Data for this task START

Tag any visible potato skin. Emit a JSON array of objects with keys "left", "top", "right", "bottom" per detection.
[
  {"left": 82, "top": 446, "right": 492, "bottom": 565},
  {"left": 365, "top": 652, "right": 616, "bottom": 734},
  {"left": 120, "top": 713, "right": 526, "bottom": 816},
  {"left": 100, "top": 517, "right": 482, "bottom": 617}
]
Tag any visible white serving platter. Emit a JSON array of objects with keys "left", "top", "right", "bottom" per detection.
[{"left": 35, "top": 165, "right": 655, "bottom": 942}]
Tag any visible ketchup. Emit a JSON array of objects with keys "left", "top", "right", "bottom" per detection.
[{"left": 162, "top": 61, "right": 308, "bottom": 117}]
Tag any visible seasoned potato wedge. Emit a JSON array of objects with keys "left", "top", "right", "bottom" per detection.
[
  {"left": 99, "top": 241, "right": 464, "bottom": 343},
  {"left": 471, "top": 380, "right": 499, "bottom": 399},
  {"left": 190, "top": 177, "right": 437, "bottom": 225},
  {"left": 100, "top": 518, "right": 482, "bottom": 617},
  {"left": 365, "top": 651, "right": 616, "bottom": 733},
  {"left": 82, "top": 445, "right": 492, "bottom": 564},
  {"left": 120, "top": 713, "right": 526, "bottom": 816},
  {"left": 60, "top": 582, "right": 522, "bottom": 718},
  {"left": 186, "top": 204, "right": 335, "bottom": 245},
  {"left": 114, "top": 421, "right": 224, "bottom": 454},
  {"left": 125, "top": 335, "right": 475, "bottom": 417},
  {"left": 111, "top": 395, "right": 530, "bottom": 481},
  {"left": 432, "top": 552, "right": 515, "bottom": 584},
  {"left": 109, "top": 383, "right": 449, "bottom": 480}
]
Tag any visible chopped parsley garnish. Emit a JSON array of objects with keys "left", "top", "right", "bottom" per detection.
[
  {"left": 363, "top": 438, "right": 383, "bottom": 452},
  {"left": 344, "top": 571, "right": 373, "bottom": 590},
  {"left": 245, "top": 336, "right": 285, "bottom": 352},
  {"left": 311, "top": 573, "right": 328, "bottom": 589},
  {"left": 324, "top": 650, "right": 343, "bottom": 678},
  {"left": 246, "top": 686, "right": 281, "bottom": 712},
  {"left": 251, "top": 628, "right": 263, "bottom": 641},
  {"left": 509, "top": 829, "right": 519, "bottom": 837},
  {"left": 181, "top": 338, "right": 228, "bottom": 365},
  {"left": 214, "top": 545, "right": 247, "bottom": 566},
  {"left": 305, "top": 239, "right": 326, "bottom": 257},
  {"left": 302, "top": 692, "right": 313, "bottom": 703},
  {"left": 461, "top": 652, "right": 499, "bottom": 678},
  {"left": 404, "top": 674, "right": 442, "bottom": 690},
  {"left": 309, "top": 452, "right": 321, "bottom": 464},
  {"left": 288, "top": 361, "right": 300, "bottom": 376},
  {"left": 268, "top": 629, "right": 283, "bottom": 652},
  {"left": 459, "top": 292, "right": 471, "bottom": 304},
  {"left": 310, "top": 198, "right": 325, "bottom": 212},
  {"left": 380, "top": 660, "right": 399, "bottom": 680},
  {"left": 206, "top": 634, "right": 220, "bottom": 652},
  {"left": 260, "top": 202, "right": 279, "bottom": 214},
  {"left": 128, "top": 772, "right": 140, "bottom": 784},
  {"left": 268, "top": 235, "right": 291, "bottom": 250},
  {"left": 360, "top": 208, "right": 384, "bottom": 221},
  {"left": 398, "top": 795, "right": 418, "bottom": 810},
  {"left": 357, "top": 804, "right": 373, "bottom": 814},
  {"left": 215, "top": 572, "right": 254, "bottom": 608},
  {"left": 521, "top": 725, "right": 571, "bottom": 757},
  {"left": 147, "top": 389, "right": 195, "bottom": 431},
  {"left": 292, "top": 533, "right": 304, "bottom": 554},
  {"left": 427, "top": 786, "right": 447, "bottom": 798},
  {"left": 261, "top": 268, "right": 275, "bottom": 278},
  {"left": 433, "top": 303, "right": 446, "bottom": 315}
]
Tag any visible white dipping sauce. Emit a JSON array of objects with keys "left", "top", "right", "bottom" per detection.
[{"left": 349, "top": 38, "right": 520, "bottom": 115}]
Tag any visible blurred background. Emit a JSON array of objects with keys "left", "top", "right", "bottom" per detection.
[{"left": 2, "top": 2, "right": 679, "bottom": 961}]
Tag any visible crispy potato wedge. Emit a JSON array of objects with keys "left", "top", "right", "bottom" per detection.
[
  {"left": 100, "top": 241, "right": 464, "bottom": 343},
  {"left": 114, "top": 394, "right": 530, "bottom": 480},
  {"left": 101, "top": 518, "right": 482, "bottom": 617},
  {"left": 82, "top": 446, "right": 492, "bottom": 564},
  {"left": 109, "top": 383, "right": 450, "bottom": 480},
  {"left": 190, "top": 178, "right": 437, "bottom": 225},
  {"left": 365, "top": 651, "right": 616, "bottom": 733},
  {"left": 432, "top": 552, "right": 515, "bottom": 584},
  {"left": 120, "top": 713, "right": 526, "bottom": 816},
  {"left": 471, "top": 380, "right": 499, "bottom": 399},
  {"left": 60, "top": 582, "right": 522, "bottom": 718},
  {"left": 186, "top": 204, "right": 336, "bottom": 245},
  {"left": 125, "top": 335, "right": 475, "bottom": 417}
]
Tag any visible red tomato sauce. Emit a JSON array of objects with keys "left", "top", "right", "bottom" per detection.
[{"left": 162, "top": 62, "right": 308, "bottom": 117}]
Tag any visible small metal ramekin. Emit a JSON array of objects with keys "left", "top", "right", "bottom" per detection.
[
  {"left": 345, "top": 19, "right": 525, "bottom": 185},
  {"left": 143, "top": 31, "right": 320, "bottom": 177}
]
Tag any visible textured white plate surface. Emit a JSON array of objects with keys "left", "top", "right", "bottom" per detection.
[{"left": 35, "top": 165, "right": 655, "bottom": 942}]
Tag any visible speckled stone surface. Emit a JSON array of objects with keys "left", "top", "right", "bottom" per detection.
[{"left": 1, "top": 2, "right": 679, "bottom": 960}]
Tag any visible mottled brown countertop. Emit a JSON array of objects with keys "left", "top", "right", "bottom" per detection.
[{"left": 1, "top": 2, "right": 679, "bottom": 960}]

Data for this task END

## Exercise directions
The required output is the line containing "Tag any visible speckled" through the last line of the records above, each copied exactly and nothing more.

## Your solution
Tag any visible speckled stone surface. Emit a JSON array of objects with keys "left", "top", "right", "bottom" per detection.
[{"left": 1, "top": 2, "right": 679, "bottom": 960}]
Tag any visible mottled brown countertop. Emit a JSON array of objects with keys "left", "top", "right", "bottom" per detection.
[{"left": 1, "top": 2, "right": 679, "bottom": 960}]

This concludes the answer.